Chiang Khong, a small cozy place on the Mekong, is my last destination in Thailand. Here they just opened the fourth friendship bridge to Laos. Alan Bates is a world record holder for cycling around the globe and has a guesthouse here. Seems like the place to stay, but he is not home. So he missed me:-).

The Mekong river

Getting into Laos was no more problems than filling out the visa papers and paying your 35 USD. I skipped Houaxay the bordertown in Laos and went straight on. This is the north of Laos and pretty wild, it feels like stepping back in time. There are mostly tribal people living here which are quite poor. They live in bamboo huts on poles. I also don’t see many machines, most of the work is still done manually. Altough live looks hard here they seem to be pretty content with it. All the small kids run up to the road, when I pass by, to wave at me and the older ones just wave and say hello. The Lao people have a very laid back attitude.

Supplied entries:
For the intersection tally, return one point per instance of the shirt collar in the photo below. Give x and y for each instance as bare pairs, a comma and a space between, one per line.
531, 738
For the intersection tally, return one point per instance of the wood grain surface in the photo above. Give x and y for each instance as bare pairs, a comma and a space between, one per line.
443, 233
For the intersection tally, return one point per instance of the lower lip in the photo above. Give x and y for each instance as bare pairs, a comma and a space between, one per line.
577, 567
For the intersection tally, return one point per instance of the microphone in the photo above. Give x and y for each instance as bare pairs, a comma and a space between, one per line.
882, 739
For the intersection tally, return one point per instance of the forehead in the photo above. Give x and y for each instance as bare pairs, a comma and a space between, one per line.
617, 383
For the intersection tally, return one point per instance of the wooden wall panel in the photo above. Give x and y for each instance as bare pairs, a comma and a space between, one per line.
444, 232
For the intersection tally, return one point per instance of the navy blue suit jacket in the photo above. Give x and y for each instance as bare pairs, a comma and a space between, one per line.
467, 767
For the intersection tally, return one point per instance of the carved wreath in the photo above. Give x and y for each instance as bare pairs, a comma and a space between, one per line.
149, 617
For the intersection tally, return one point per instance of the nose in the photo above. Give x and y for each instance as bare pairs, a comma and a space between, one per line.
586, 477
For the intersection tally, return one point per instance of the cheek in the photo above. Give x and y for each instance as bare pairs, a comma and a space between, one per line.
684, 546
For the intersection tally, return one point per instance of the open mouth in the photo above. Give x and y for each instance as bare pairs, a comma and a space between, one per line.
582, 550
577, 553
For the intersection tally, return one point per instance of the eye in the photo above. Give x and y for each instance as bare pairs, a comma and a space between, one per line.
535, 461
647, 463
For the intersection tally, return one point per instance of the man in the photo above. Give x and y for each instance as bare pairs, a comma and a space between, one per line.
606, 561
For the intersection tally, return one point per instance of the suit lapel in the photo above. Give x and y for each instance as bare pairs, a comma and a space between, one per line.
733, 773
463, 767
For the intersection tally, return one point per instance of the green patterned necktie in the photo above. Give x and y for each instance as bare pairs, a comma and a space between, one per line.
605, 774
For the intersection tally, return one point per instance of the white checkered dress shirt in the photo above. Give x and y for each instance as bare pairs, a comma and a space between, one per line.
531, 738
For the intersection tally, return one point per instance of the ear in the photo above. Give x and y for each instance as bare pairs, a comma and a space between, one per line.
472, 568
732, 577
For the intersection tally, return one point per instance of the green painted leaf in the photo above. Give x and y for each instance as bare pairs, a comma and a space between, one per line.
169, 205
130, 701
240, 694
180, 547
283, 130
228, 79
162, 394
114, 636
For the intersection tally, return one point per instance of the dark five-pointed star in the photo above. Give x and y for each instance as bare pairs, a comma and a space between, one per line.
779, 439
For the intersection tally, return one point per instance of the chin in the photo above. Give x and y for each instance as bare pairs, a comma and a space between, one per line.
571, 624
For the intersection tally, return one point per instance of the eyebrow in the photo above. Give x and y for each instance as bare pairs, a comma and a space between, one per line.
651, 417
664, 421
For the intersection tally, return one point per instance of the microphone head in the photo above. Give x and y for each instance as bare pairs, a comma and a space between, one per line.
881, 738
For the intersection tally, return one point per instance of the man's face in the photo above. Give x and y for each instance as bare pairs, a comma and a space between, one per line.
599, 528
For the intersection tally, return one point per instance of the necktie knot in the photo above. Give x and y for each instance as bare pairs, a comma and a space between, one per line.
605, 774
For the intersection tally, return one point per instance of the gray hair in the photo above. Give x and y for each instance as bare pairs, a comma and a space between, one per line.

Objective:
Write out the travel post word for word, from "Getting into Laos" to "laid back attitude.". None of the items have anything to do with the travel post.

Exercise solution:
Getting into Laos was no more problems than filling out the visa papers and paying your 35 USD. I skipped Houaxay the bordertown in Laos and went straight on. This is the north of Laos and pretty wild, it feels like stepping back in time. There are mostly tribal people living here which are quite poor. They live in bamboo huts on poles. I also don’t see many machines, most of the work is still done manually. Altough live looks hard here they seem to be pretty content with it. All the small kids run up to the road, when I pass by, to wave at me and the older ones just wave and say hello. The Lao people have a very laid back attitude.